▶ [Task to complete]: Output the stretch of data from the line containing "Task: Where can the tile" through the line containing "x=198, y=168" as a two-column CSV with the headers input and output. Give one row for each "Task:" line, putting its full wording in input and its coordinates in output, each as a single quoted field with line breaks replaced by spaces.

[Pointing data excerpts]

++++++

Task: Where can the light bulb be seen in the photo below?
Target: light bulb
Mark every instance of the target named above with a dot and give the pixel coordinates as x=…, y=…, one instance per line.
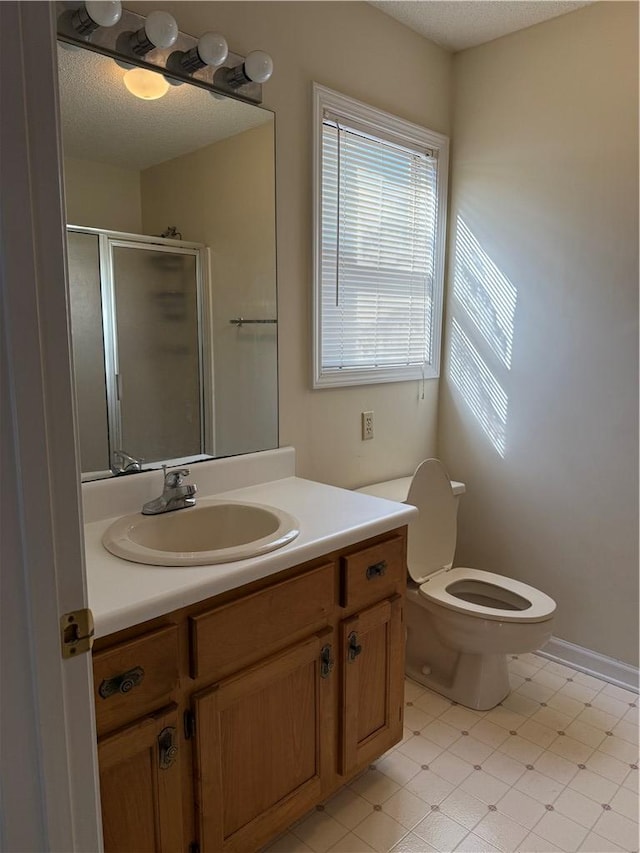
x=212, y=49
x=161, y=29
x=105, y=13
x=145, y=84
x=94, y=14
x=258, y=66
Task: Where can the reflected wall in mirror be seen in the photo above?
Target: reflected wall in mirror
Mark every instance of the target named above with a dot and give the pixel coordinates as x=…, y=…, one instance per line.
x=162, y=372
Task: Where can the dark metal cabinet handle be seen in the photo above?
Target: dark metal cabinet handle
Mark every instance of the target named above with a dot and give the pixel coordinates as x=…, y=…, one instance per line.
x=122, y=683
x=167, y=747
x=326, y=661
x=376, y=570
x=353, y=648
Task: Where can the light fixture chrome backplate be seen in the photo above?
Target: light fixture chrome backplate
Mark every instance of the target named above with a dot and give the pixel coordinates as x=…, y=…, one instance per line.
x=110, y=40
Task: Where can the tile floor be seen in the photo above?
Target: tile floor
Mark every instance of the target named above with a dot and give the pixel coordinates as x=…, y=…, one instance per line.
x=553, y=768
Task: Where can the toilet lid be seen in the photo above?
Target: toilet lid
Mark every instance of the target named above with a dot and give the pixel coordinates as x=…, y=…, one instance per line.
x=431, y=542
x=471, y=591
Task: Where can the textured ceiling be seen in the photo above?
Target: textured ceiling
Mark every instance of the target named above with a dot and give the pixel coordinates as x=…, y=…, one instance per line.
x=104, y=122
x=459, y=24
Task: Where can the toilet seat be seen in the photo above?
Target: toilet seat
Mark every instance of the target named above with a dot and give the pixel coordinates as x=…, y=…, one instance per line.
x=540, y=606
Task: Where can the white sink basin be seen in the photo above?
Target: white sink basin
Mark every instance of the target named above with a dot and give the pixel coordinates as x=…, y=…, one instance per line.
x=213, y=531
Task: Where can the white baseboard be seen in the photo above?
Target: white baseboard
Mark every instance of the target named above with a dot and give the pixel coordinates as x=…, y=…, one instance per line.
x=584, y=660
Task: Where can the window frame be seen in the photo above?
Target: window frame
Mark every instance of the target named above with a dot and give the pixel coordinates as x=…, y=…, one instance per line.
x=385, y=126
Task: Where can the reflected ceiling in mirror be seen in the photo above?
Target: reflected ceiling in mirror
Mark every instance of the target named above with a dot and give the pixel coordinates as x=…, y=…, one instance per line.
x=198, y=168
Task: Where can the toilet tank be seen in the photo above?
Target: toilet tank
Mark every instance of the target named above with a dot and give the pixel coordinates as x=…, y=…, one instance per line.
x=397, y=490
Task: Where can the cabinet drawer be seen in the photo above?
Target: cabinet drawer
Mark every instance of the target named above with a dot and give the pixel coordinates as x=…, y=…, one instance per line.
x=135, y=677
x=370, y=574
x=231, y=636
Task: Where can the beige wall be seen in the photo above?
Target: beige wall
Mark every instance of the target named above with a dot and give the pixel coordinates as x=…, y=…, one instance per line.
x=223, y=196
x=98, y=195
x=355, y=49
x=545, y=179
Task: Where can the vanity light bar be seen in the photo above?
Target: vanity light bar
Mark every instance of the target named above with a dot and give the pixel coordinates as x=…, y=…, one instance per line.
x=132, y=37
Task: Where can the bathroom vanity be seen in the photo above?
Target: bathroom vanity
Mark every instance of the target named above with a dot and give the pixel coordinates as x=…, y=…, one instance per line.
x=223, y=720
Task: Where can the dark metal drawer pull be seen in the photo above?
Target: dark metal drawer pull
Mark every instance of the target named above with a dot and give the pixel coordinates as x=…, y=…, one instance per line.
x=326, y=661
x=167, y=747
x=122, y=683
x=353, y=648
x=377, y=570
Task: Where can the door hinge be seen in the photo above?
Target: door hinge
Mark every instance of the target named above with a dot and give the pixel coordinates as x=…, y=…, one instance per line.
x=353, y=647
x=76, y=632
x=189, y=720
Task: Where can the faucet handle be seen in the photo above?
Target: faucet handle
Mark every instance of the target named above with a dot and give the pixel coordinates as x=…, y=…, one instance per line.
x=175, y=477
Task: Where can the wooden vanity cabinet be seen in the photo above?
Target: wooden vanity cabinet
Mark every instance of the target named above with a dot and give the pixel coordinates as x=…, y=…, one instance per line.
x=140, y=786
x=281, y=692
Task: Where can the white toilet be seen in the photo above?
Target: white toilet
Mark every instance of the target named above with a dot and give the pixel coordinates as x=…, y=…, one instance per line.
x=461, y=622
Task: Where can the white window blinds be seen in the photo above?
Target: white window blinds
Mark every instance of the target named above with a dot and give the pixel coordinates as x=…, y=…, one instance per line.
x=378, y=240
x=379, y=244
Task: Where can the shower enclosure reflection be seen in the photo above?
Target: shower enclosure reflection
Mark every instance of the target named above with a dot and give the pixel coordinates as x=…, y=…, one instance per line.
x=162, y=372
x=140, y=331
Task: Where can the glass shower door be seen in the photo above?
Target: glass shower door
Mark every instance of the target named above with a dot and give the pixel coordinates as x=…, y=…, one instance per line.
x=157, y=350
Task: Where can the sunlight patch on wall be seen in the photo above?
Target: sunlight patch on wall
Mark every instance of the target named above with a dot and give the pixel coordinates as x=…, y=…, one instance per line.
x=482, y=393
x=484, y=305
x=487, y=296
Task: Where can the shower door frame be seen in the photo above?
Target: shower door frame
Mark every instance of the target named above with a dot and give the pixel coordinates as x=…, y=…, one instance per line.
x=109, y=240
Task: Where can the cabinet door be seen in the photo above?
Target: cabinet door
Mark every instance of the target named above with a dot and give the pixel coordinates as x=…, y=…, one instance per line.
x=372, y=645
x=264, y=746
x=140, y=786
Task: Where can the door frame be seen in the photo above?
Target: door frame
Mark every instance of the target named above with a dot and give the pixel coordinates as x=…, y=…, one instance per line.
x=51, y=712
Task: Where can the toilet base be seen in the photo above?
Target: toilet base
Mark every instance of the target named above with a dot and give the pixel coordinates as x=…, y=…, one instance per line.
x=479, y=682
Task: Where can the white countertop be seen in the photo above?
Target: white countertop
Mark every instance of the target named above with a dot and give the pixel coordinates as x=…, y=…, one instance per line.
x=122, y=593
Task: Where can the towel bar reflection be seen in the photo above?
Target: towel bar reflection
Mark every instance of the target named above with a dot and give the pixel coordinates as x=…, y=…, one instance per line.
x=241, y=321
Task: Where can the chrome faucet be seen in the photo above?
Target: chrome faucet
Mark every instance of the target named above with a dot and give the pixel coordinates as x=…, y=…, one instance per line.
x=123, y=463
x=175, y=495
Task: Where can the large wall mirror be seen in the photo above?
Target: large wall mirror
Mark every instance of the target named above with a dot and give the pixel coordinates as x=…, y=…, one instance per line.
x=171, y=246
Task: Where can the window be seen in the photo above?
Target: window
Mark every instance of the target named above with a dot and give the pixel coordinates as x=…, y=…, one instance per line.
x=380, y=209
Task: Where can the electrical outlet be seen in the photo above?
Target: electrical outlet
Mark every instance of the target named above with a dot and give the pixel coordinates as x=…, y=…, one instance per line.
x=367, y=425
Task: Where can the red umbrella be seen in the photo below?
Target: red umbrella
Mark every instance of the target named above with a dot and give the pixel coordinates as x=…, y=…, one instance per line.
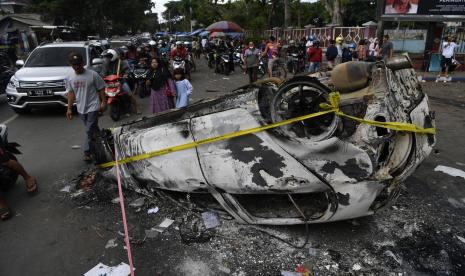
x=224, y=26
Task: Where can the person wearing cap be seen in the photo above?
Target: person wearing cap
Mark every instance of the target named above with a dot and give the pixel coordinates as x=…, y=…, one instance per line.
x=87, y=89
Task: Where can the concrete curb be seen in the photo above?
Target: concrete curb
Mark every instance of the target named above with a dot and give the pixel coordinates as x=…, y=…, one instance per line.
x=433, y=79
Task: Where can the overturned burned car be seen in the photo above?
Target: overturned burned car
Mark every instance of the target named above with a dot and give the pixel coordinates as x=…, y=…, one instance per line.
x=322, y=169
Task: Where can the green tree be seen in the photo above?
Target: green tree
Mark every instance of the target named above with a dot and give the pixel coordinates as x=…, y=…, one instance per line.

++++++

▶ [Task solution]:
input,output
"Task: Where can the tile floor be seen in the photo above? Target: tile floor Mark every instance of the target named above with a dot and give the pixel coordinates as x=…, y=…, one instance per line.","x=553, y=768"
"Task: Where can the toilet lid be seen in the photo above? Target: toilet lid Mark every instance of the target named above with a dot and give the pixel coordinates as x=…, y=…, one instance per line.","x=431, y=542 x=471, y=591"
"Task: Where can the textured ceiling be seen in the photo above? Target: textured ceiling Mark every instance of the target named above with a dot and give the pixel coordinates as x=…, y=…, one instance per line.","x=104, y=122 x=459, y=24"
"Task: Where can the toilet seat be seen in the photo above? Target: toilet seat Mark every instance of the target named above with a dot and give the pixel coordinates as x=…, y=…, one instance per line.","x=540, y=606"
"Task: Where can the white sink basin be seen in the photo above? Target: white sink basin Mark every instance of the target named above with a dot and give the pixel coordinates as x=…, y=…, one instance per line.","x=213, y=531"
"Task: Where can the white baseboard be seen in the photo above? Target: white baseboard Mark every instance of the target named above with a dot and give the pixel coordinates as x=…, y=…, one instance per line.","x=584, y=660"
"Task: Where can the window frame be seen in the photo above? Target: window frame Mark every instance of the target named above with a dot and give the pixel coordinates as x=…, y=…, one instance per line.","x=385, y=126"
"Task: Where can the reflected ceiling in mirror be seen in the photo above? Target: reflected ceiling in mirror Mark every instance of the target named above with a dot and give the pixel coordinates as x=…, y=…, one instance per line.","x=198, y=168"